Dataset rows:
■ ■ ■ ■ ■
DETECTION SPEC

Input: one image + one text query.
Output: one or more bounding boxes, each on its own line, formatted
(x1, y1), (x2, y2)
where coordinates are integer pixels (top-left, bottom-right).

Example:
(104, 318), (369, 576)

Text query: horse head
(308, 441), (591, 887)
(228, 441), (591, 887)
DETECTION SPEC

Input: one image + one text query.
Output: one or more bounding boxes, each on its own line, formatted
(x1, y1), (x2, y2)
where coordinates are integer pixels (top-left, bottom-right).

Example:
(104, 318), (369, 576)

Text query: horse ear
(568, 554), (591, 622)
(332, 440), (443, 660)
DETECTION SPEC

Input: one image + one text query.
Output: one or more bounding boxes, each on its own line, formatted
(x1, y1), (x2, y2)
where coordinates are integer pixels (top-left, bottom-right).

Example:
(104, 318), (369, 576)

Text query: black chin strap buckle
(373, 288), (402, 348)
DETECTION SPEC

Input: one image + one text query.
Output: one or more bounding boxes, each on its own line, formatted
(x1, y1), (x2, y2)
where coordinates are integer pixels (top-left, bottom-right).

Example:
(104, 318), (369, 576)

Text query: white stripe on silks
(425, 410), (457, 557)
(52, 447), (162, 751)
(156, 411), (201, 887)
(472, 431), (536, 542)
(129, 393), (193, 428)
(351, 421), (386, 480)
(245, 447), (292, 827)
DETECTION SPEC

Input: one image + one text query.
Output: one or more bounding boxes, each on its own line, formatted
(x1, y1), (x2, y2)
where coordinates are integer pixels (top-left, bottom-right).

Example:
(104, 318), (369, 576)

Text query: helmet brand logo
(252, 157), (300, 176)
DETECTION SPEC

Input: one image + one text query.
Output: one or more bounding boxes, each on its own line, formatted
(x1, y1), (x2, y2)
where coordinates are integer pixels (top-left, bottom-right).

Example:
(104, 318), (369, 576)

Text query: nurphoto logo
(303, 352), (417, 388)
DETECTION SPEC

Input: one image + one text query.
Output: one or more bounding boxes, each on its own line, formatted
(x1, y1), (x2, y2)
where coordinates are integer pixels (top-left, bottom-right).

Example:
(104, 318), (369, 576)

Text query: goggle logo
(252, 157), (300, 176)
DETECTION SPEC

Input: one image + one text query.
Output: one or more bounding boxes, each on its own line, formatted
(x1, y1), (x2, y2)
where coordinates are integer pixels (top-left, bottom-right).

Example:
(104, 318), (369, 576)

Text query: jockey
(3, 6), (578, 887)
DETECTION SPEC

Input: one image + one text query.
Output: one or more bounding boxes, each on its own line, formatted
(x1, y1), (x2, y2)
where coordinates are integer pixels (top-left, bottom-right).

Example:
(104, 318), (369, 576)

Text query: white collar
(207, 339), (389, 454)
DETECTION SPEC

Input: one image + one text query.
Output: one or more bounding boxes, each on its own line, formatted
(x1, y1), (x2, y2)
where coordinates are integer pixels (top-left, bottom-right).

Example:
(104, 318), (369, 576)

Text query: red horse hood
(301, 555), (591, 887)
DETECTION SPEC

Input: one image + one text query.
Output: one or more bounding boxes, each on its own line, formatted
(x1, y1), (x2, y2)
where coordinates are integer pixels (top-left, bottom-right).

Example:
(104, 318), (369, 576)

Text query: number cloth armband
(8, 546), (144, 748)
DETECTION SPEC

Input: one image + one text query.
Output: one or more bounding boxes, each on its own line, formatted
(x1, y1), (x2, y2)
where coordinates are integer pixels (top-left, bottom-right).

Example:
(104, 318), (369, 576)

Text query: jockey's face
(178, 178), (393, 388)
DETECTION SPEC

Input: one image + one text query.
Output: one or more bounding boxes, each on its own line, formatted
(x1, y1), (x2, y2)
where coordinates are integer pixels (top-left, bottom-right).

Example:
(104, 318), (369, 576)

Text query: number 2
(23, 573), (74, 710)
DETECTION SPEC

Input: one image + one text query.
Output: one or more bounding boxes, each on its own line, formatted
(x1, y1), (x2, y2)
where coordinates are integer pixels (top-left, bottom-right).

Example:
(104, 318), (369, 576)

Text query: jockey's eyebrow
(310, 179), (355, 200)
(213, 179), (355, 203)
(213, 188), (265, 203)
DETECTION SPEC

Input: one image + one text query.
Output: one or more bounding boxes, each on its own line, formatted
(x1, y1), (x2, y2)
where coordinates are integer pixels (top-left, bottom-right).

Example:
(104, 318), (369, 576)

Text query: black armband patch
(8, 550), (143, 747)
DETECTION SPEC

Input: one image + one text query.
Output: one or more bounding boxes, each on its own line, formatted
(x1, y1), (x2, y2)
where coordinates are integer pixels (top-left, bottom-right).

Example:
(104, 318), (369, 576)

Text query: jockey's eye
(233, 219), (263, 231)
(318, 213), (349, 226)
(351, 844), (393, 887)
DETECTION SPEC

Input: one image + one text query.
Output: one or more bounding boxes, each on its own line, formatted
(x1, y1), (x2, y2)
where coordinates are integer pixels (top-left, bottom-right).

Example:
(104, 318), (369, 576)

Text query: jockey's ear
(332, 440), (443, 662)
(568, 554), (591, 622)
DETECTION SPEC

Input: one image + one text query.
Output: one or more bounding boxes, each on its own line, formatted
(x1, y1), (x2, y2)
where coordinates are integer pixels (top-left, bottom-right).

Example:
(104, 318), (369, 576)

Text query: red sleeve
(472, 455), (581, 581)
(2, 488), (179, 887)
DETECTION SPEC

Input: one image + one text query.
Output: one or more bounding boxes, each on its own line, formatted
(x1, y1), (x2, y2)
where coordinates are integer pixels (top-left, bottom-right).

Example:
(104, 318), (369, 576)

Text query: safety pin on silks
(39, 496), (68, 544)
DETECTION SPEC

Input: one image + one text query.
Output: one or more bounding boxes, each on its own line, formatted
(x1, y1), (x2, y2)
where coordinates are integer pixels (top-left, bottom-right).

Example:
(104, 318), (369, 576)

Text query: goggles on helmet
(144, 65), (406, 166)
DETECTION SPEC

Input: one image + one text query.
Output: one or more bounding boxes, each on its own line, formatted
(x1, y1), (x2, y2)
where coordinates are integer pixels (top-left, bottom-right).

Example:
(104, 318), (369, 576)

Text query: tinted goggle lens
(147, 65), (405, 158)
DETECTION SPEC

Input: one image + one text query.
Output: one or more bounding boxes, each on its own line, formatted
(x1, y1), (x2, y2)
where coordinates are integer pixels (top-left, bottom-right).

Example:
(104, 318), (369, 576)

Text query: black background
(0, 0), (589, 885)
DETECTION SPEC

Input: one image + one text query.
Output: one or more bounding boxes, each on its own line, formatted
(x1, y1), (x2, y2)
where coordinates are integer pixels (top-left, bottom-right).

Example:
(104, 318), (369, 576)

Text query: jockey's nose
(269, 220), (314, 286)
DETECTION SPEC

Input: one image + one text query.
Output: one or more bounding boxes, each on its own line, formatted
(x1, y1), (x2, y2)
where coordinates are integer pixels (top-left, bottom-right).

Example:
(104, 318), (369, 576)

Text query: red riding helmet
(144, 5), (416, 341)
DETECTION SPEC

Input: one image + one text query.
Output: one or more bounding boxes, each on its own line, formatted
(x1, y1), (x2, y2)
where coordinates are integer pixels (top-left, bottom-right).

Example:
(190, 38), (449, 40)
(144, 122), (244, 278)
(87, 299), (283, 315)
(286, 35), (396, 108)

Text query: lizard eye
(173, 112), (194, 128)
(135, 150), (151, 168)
■ ■ ■ ■ ■
Duplicate every line of the data above verbatim, from the first line through the last.

DETECTION SPEC

Input: one image + one text query.
Output: one or more bounding boxes, each on its own line, formatted
(x1, y1), (x2, y2)
where coordinates are integer pixels (top-left, bottom-right).

Example:
(104, 318), (369, 576)

Text query: horse head
(308, 441), (591, 887)
(228, 441), (591, 887)
DETECTION SPEC

Input: one image + one text query.
Output: one or more bounding boxes, each on its own line, formatted
(x1, y1), (x2, y2)
where coordinates are integer pixels (top-left, bottom-right).

Example:
(104, 318), (369, 576)

Text query: horse ear
(568, 554), (591, 622)
(332, 440), (443, 660)
DETECTION SPEC

Input: one image + one text query.
Output: one or more bounding boxes, each on its own line, formatted
(x1, y1), (x2, y2)
where coordinates are integer pixels (top-left, bottom-right).

Example:
(104, 318), (369, 576)

Text query: black chin strap buckle
(373, 288), (402, 348)
DETECTION SPEC

Input: one image + one text query.
Output: one or more bounding boxes, each on its own line, formatted
(x1, y1), (x2, y2)
where coordinates are integer pixels (top-left, bottom-right).

Example:
(104, 318), (369, 576)

Text query: white stripe on silks
(425, 410), (457, 557)
(52, 447), (162, 751)
(156, 411), (201, 887)
(472, 431), (536, 542)
(129, 393), (193, 428)
(351, 421), (386, 480)
(245, 447), (292, 827)
DETECTION SPEC

Input: one image + one text query.
Output: one or more bounding boxes, each on its own line, formatted
(x1, y1), (x2, y2)
where coordinates are integer pixels (top-left, bottom-right).

Example:
(104, 318), (369, 576)

Text query: helmet brand logo
(252, 157), (300, 176)
DETECTION SPEC

Input: one image + one text query.
Output: one or more bounding boxes, each on its own line, formatted
(x1, y1), (x2, y2)
where coordinates are integer pixels (top-left, bottom-right).

Example:
(104, 318), (369, 576)

Text query: nurphoto logo
(303, 352), (417, 388)
DETECTION SPEC

Input: one image + one text query.
Output: one or more bounding boxes, each on its own line, formatted
(x1, y1), (x2, y2)
where coordinates are integer pixels (top-left, bottom-right).

Example:
(104, 318), (369, 576)

Text query: goggle logo
(252, 157), (300, 176)
DETECTION SPEC

Input: one image + one text query.
Output: one or more bounding boxes, each on its own line, formatted
(x1, y1), (x2, y2)
where coordinates are integer pixels (top-left, bottom-right).

Example:
(104, 318), (369, 576)

Text query: jockey
(3, 6), (578, 887)
DETECTION SPEC

Input: one image + one text query.
Output: one or more bounding boxes, each on its own line, formatted
(x1, y1), (x2, y2)
where coordinates are integer pixels (top-left, bottom-right).

Example:
(104, 318), (369, 576)

Text query: white collar
(207, 339), (389, 454)
DETECTION SPEC

Input: one image + one text query.
Output: one or more bounding boxes, each on its own line, formatted
(x1, y1), (x2, y2)
where coordinates are integer pixels (top-left, bottom-right).

Example:
(104, 318), (369, 576)

Text query: red horse hood
(301, 555), (591, 887)
DETECTION SPEC

Input: one image + one text query.
Output: one or more bounding boxes, each on its own line, formatted
(x1, y1), (x2, y2)
where coordinates are integer pixels (top-left, bottom-right).

Example:
(104, 318), (369, 576)

Text query: number cloth armband
(8, 546), (144, 748)
DETECTION SPEC

Input: one image + one text query.
Output: one or more bounding boxes, each on its own line, formatted
(x1, y1), (x2, y2)
where coordinates are integer pixels (top-left, bottom-right).

Example:
(104, 318), (369, 576)

Text query: jockey's face
(178, 178), (393, 388)
DETECTION SPEC

Input: one image + one text query.
Output: one or more bounding boxes, each on its own line, formatted
(x1, y1), (x2, y2)
where coordinates are integer pixels (top-left, bottom-right).

Example:
(104, 318), (369, 576)

Text query: number 2
(23, 573), (74, 710)
DETECTION SPEC

Input: one image + one text query.
Output: one or more bounding boxes, each on its own line, formatted
(x1, y1), (x2, y2)
where coordinates are integer pixels (top-left, bottom-right).

Example:
(104, 318), (369, 576)

Text query: jockey's eyebrow
(310, 179), (355, 200)
(213, 179), (355, 203)
(213, 188), (265, 203)
DETECTION SPEC

Input: one image + one text query.
Output: one or more bounding boxes, each on its own line, formatted
(x1, y1), (x2, y2)
where coordinates are integer pixels (top-left, bottom-right).

Example:
(104, 318), (369, 576)

Text query: black armband patch
(8, 550), (143, 747)
DETECTION SPEC

Input: one image + one text query.
Output: one or more bounding boxes, each on its own line, formatted
(x1, y1), (x2, y2)
where coordinates are integer pixels (top-left, bottom-right).

Example:
(104, 318), (369, 576)

Text query: jockey's eye
(233, 219), (263, 231)
(318, 213), (349, 226)
(351, 844), (393, 887)
DETECTION SPEC

Input: one image + one text query.
Output: one or more bounding boxes, each on its own line, formatted
(x1, y1), (x2, y2)
where coordinates are integer pixels (top-left, bottom-right).

Example:
(104, 318), (369, 576)

Text query: jockey's ear
(332, 440), (443, 662)
(568, 554), (591, 622)
DETECTION SPEC

Input: one image + one text query.
Output: one or more bounding boxes, each on its own line, formatted
(x1, y1), (x2, y2)
where coordinates are integer pixels (top-left, bottom-right).

Example:
(104, 318), (369, 576)

Text query: red sleeve
(472, 455), (581, 581)
(2, 488), (179, 887)
DETECTION SPEC

Input: one image + one text query.
Output: one or more bounding boxes, each on its own line, formatted
(x1, y1), (x2, y2)
where coordinates are integer pixels (top-left, bottom-right).

Example:
(104, 318), (369, 576)

Text query: safety pin on silks
(39, 496), (68, 544)
DETECTION SPEC

Input: one image + one text query.
Output: one or more bounding boxes, each on its own line, formatted
(x1, y1), (x2, y2)
where coordinates are integer pixels (top-left, bottom-right).

Example:
(104, 318), (369, 576)

Text query: goggles on helmet
(144, 65), (406, 166)
DETECTION SPEC

Input: one image + one text query.
Output: one or more bounding boxes, each on its own line, formatted
(x1, y1), (x2, y2)
where coordinates are integer pixels (top-left, bottom-right).

Example:
(104, 318), (369, 576)

Text query: tinted goggle lens
(147, 65), (405, 158)
DETECTION SPEC

Input: one image + one text query.
Output: one or more bounding boxes, each on its own line, formatted
(x1, y1), (x2, y2)
where coordinates are integer pixels (top-left, bottom-right).

Example:
(104, 318), (369, 576)

Text query: black background
(0, 0), (589, 885)
DETECTION SPEC

Input: one image + one text query.
Output: one or more bounding boxes, each on its own line, formatted
(x1, y1), (x2, y2)
where coordinates are integer pixels (top-left, bottom-right).

Example:
(104, 318), (369, 576)

Text query: jockey's nose
(269, 220), (314, 286)
DETECTION SPEC

Input: one image + one text query.
Output: one or more bounding boxes, each on its own line, formatted
(x1, y1), (x2, y2)
where coordinates are integer pixels (top-left, bottom-right).

Example:
(104, 318), (369, 576)

Text query: red riding helmet
(144, 5), (416, 341)
DETECTION SPEC

Input: one image + one text query.
Output: one or more bounding boxes, each on its own line, formatted
(x1, y1), (x2, y2)
where coordinates are integer pixels (top-left, bottom-right).

Example:
(190, 38), (449, 40)
(144, 122), (244, 278)
(87, 299), (283, 315)
(286, 35), (396, 108)

Text query: lizard eye
(173, 112), (194, 128)
(135, 150), (151, 168)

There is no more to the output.